═════ SELECTED PASSAGE ═════
14 October 2024
Digitalisation of trade finance instruments and tightening prudential regulation could be drivers for trade finance distribution and the quest for new sources of trade finance liquidity. flow’s Desirée Buchholz explores some of the key themes of ITFA’s 50th annual conference in Cyprus
Long beaches, year-round sunshine, historical monuments: Cyprus is a typical holiday destination with tourism accounting for more than 20% of the country’s GDP1. However, with its strategic position at a crossroads of three continents, trade and geopolitical conflicts have always shaped Cyprus’ history. This year, it’s been 50 years since this island in the Mediterranean Sea was divided by a 110-mile-long demilitarised buffer zone monitored by the UN Peacekeeping Force. While the southern Republic of Cyprus is part of the European Union (EU), the Turkish Republic of Northern Cyprus (TRNC) is not.
It is therefore quite fitting that the International Trade & Forfaiting Association (ITFA) chose Cyprus – namely the city of Limassol – to host its 50th Annual Conference. During a time in which the conflict in the Middle East and its escalation into the Red Sea is rerouting supply chains, it fell to Constantinos Petrides, Cyprus’ former Minister of Finance (December 2019 – February 2023), to remind the 400 delegates that although “geopolitical tensions have always been around”, the world is currently “seeing the biggest diversion of trade since the outbreak of the second World War”.
═════
GIVEN INSTRUCTION A: Reproduce the records verbatim from the line that contains "For each instance of the metal" through the last line of the records, including both of those lines.
The trade finance article and the records that follow it are unrelated material.
═════ EXERCISE DATA ═════
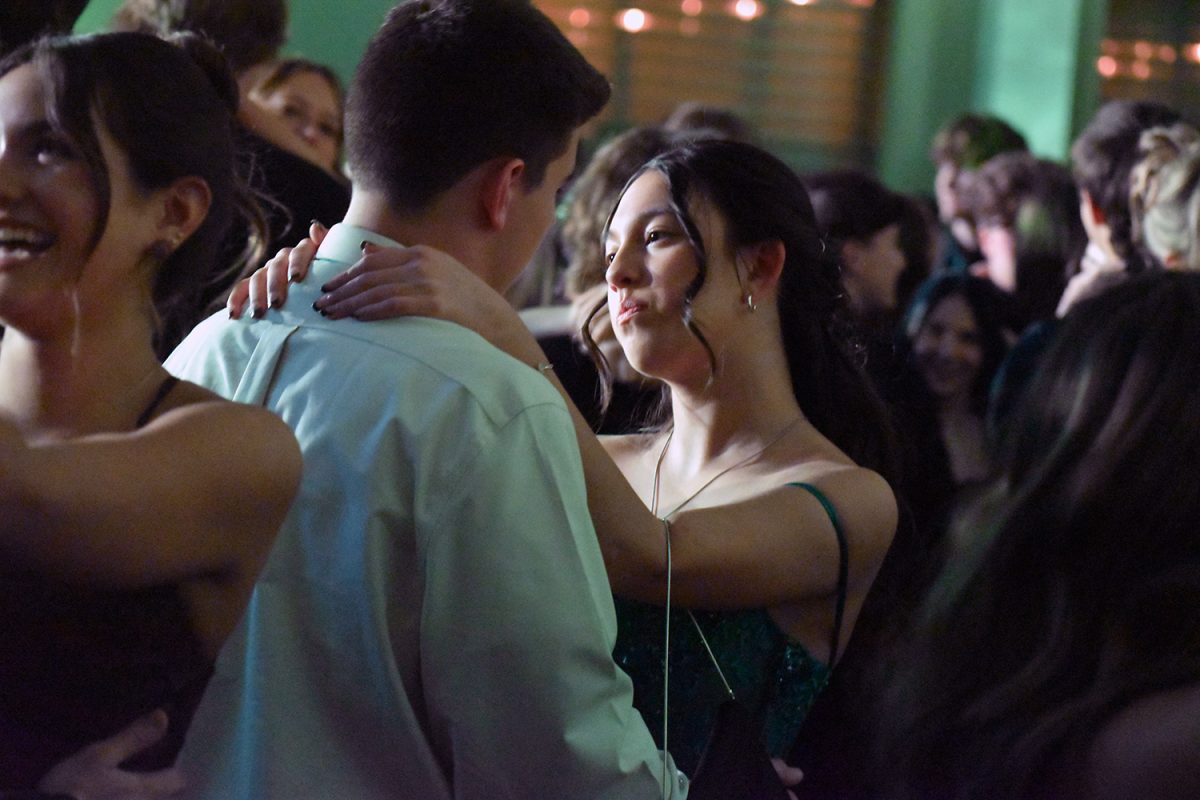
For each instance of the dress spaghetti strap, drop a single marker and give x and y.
(843, 566)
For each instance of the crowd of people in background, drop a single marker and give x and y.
(627, 468)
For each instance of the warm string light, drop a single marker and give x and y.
(634, 20)
(580, 18)
(1141, 60)
(747, 10)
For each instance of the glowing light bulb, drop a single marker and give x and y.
(747, 10)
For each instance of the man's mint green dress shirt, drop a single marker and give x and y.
(435, 620)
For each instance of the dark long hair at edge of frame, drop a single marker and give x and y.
(762, 199)
(1077, 577)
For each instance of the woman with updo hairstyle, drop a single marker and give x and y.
(1164, 198)
(133, 527)
(756, 506)
(1059, 653)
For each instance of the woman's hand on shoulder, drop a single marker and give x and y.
(95, 771)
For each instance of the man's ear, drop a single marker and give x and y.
(763, 264)
(503, 178)
(185, 205)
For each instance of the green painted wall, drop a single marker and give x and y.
(330, 32)
(1030, 61)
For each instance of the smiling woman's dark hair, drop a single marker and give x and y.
(1074, 590)
(169, 107)
(761, 199)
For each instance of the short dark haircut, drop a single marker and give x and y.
(1036, 199)
(1063, 605)
(852, 205)
(447, 85)
(1103, 157)
(247, 31)
(286, 68)
(693, 116)
(971, 139)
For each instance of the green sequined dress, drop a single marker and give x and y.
(766, 671)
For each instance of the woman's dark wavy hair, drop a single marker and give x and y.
(1075, 587)
(761, 199)
(990, 308)
(169, 106)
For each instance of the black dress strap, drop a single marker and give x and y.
(843, 566)
(159, 397)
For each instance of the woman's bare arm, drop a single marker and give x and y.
(198, 492)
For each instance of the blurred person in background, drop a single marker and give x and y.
(310, 97)
(1165, 198)
(1102, 160)
(1059, 654)
(1026, 217)
(959, 148)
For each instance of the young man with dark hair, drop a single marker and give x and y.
(1102, 158)
(435, 620)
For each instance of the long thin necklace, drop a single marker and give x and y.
(695, 623)
(658, 469)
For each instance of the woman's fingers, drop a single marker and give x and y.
(257, 304)
(237, 300)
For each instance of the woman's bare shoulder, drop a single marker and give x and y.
(1150, 749)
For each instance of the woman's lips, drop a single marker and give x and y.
(627, 310)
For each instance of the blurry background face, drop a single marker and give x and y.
(947, 349)
(873, 269)
(999, 247)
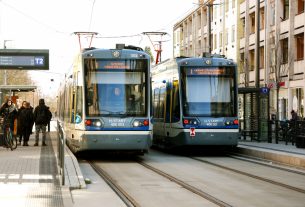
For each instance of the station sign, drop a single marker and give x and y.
(24, 59)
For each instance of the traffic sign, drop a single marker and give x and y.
(192, 132)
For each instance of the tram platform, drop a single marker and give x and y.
(280, 153)
(29, 176)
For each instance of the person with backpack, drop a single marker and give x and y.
(26, 122)
(42, 116)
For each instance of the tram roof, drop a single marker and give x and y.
(23, 88)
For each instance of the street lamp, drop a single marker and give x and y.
(5, 72)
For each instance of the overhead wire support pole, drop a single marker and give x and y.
(257, 60)
(209, 5)
(159, 48)
(90, 34)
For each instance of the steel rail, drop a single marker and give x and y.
(252, 176)
(125, 197)
(187, 186)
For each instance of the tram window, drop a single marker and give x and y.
(175, 103)
(78, 108)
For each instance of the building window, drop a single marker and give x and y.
(252, 59)
(215, 42)
(227, 37)
(227, 6)
(243, 24)
(284, 48)
(242, 62)
(300, 6)
(233, 33)
(272, 14)
(273, 59)
(299, 46)
(285, 9)
(252, 23)
(262, 19)
(261, 57)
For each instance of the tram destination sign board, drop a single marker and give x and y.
(24, 59)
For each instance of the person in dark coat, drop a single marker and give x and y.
(42, 117)
(19, 128)
(9, 112)
(26, 117)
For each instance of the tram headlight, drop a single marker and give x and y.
(191, 121)
(98, 123)
(93, 123)
(136, 123)
(139, 123)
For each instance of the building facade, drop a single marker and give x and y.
(281, 52)
(231, 31)
(191, 34)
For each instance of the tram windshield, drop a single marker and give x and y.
(116, 87)
(208, 91)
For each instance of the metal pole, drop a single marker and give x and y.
(257, 60)
(209, 27)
═════
GIVEN INSTRUCTION B: Write the next part of the trade finance article, picking up right after its final sentence.

EXPECTED OUTPUT A:
For each instance of the metal pole, drop a single marker and give x and y.
(257, 60)
(209, 27)

EXPECTED OUTPUT B:
In his keynote speech, Petrides set out four dynamics, which – in his view – are shaping global trade:
- The rise of protectionism: Multilateralism and WTO rules lose its supporters as more and more countries impose trade restrictions and local subsidies.
- Security concerns in Europe: In the light of the Russia/Ukraine war, fiscal sustainability and economic integration becomes more important for the EU.
- Changing demand patterns: The growing importance of high-tech and the necessity for a green transition will “reshuffle playing cards” in favour of countries with most needed resources and commodities which will create new dependencies.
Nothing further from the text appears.